TASKS TO PERFORM:
**1.** Decide whether each statement below agrees with the forum post about training a SILVA classifier with RESCRIPt. Answer yes or no for each, quoting the words of the post that decide it. (a) The poster intends to use the classifier on 16S data. (b) After the second iteration, the minimum sequence length was 98. (c) The poster has been dereplicating between iterations.
**2.** From the forum post about training a SILVA classifier with RESCRIPt, reproduce word for word the stretch from "After extracting my" through "in between iterations.".

EXCERPT PROVIDED:
Rescript to Train Silva Naive Bayes classifier for 16S data

sfreeman · July 9, 2024, 8:47pm

Hello! I am relatively new to microbiome analysis and I am working on setting up and training a naive bayes feature classifier using the rescript plugin following the Processing, filtering, and evaluating the SILVA database (and other reference sequence data) with RESCRIPt and the Using RESCRIPt's 'extract-seq-segments' to extract reference sequences without PCR primer pairs tutorials (I am planning to use it for analysis of 16S data). I have gotten to the "Expanding Reference Segment Sequence Pool" portion of the second tutorial and I am a little confused about what to make of the results (e.g. whether I did this correctly, and when to stop going through the "extract seq segments" function.

After extracting my primer, the tabulate sequence .qzv file shows the sequence length statistics at sequence count = 279796 with a min length of 54 and mean length of 274.7. After my first iteration of the extract seq segment function (with culling and dereplicating), sequence length: 312378 min length: 98 mean length: 438.6, after my second iteration of the extract seq segment function (with culling and dereplicating), sequence length: 214529 min length:121 mean length: 809.2

The code I have used for the "extract seq segments" function is below. I have been dereplicating and using cull-seqs in between iterations.

Referring expression data:
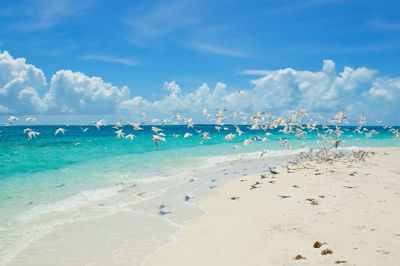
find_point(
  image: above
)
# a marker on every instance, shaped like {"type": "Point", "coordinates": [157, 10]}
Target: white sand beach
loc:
{"type": "Point", "coordinates": [349, 207]}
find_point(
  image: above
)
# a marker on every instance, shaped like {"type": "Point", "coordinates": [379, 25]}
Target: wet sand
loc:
{"type": "Point", "coordinates": [350, 207]}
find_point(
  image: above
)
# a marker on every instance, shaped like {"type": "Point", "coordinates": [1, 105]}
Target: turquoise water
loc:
{"type": "Point", "coordinates": [55, 169]}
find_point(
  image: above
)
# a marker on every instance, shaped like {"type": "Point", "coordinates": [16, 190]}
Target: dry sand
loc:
{"type": "Point", "coordinates": [355, 212]}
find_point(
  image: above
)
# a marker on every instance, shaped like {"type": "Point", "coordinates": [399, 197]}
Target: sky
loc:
{"type": "Point", "coordinates": [70, 61]}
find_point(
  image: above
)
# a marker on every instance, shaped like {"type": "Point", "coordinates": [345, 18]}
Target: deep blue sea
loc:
{"type": "Point", "coordinates": [47, 175]}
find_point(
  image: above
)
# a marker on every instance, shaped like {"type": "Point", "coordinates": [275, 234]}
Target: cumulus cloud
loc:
{"type": "Point", "coordinates": [74, 92]}
{"type": "Point", "coordinates": [20, 86]}
{"type": "Point", "coordinates": [24, 90]}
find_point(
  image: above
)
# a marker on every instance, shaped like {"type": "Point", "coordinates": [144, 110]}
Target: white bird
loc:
{"type": "Point", "coordinates": [247, 141]}
{"type": "Point", "coordinates": [187, 135]}
{"type": "Point", "coordinates": [32, 134]}
{"type": "Point", "coordinates": [206, 135]}
{"type": "Point", "coordinates": [230, 136]}
{"type": "Point", "coordinates": [31, 119]}
{"type": "Point", "coordinates": [204, 111]}
{"type": "Point", "coordinates": [100, 123]}
{"type": "Point", "coordinates": [156, 129]}
{"type": "Point", "coordinates": [157, 138]}
{"type": "Point", "coordinates": [120, 134]}
{"type": "Point", "coordinates": [336, 143]}
{"type": "Point", "coordinates": [60, 130]}
{"type": "Point", "coordinates": [235, 114]}
{"type": "Point", "coordinates": [238, 130]}
{"type": "Point", "coordinates": [136, 126]}
{"type": "Point", "coordinates": [164, 121]}
{"type": "Point", "coordinates": [12, 118]}
{"type": "Point", "coordinates": [130, 136]}
{"type": "Point", "coordinates": [189, 123]}
{"type": "Point", "coordinates": [221, 113]}
{"type": "Point", "coordinates": [117, 125]}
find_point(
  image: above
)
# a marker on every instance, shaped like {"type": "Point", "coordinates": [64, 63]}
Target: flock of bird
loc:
{"type": "Point", "coordinates": [328, 132]}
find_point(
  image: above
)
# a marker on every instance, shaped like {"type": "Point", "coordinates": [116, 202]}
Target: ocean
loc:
{"type": "Point", "coordinates": [52, 181]}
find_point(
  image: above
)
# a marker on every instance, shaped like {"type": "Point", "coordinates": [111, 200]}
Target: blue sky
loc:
{"type": "Point", "coordinates": [146, 45]}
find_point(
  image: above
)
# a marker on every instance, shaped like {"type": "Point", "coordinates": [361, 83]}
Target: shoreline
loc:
{"type": "Point", "coordinates": [220, 236]}
{"type": "Point", "coordinates": [178, 209]}
{"type": "Point", "coordinates": [73, 234]}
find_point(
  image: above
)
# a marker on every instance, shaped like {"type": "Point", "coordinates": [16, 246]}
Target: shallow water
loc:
{"type": "Point", "coordinates": [55, 181]}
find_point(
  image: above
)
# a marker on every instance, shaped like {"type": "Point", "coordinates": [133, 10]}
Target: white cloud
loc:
{"type": "Point", "coordinates": [20, 85]}
{"type": "Point", "coordinates": [24, 90]}
{"type": "Point", "coordinates": [74, 92]}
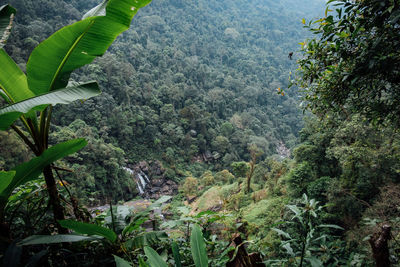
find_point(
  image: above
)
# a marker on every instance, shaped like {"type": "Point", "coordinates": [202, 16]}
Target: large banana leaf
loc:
{"type": "Point", "coordinates": [198, 247]}
{"type": "Point", "coordinates": [31, 170]}
{"type": "Point", "coordinates": [62, 96]}
{"type": "Point", "coordinates": [7, 14]}
{"type": "Point", "coordinates": [51, 239]}
{"type": "Point", "coordinates": [89, 229]}
{"type": "Point", "coordinates": [155, 260]}
{"type": "Point", "coordinates": [52, 61]}
{"type": "Point", "coordinates": [12, 80]}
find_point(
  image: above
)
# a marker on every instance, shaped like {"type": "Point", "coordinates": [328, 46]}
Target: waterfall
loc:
{"type": "Point", "coordinates": [140, 181]}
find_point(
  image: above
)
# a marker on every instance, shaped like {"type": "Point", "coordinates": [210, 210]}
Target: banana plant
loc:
{"type": "Point", "coordinates": [197, 246]}
{"type": "Point", "coordinates": [29, 171]}
{"type": "Point", "coordinates": [31, 96]}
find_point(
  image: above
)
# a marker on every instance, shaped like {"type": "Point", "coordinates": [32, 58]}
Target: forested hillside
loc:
{"type": "Point", "coordinates": [204, 133]}
{"type": "Point", "coordinates": [190, 81]}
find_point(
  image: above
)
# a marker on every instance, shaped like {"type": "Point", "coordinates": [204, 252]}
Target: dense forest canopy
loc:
{"type": "Point", "coordinates": [227, 133]}
{"type": "Point", "coordinates": [189, 79]}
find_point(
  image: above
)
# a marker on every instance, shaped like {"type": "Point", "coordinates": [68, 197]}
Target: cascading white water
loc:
{"type": "Point", "coordinates": [141, 182]}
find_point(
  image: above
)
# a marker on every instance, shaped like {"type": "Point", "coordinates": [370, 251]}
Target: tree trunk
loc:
{"type": "Point", "coordinates": [380, 248]}
{"type": "Point", "coordinates": [58, 210]}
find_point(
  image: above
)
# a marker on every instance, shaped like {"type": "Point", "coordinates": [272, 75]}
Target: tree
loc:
{"type": "Point", "coordinates": [255, 152]}
{"type": "Point", "coordinates": [48, 70]}
{"type": "Point", "coordinates": [354, 65]}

EXPECTED RESULTS:
**1.**
(a) Yes: "I am planning to use it for analysis of 16S data"
(b) No: "after my second iteration of the extract seq segment function (with culling and dereplicating), sequence length: 214529 min length:121"
(c) Yes: "I have been dereplicating and using cull-seqs in between iterations."

**2.**
After extracting my primer, the tabulate sequence .qzv file shows the sequence length statistics at sequence count = 279796 with a min length of 54 and mean length of 274.7. After my first iteration of the extract seq segment function (with culling and dereplicating), sequence length: 312378 min length: 98 mean length: 438.6, after my second iteration of the extract seq segment function (with culling and dereplicating), sequence length: 214529 min length:121 mean length: 809.2

The code I have used for the "extract seq segments" function is below. I have been dereplicating and using cull-seqs in between iterations.